■ **Exercise details**
Would it be possible to quote, exactly and in full, the lines from the one with "# test: identify the horizontal" through the end of the entries below?

(Dataset excerpts on object pointing)
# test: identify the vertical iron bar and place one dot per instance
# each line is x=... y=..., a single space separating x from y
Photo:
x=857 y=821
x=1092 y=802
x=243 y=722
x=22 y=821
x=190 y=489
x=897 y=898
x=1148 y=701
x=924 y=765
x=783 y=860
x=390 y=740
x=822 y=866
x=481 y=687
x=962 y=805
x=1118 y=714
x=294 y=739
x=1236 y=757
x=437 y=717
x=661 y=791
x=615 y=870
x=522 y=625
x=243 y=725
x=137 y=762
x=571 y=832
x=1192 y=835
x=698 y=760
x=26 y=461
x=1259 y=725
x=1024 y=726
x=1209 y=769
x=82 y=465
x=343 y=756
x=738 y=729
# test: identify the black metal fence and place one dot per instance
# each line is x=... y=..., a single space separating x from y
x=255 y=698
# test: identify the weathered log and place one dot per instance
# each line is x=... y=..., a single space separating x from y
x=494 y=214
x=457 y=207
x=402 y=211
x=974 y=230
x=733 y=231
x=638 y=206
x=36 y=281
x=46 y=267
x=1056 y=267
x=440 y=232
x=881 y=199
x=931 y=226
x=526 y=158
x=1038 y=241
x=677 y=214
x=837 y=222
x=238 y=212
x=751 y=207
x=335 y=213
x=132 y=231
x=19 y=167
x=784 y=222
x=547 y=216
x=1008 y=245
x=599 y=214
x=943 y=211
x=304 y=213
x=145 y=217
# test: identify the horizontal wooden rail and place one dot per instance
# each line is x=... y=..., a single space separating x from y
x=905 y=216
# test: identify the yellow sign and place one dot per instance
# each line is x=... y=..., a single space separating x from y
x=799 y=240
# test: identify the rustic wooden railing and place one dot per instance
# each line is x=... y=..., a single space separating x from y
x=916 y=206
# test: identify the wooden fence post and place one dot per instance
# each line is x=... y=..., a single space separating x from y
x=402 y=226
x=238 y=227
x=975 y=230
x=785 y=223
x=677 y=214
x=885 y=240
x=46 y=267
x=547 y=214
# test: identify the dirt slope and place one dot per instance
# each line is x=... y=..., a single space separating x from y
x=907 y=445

■ **Problem solution**
# test: identify the horizontal wooden rail and place one dot per instance
# each line is x=... y=..., a single space separating x from y
x=905 y=216
# test: identify the yellow sign and place one dot per instance
# each line is x=... y=..., a single space separating x from y
x=799 y=240
# test: identify the rustic wooden railing and place one dot per instance
# each line is x=... y=..., a single space separating x from y
x=916 y=206
# test: identify the wooden fence post and place one dot per instance
# each line is x=... y=..., a single space separating x from y
x=402 y=226
x=238 y=227
x=975 y=230
x=785 y=223
x=677 y=214
x=885 y=240
x=46 y=267
x=547 y=214
# test: identify the dirt slope and place one dot per instance
# each line is x=... y=..., a single space separating x from y
x=907 y=445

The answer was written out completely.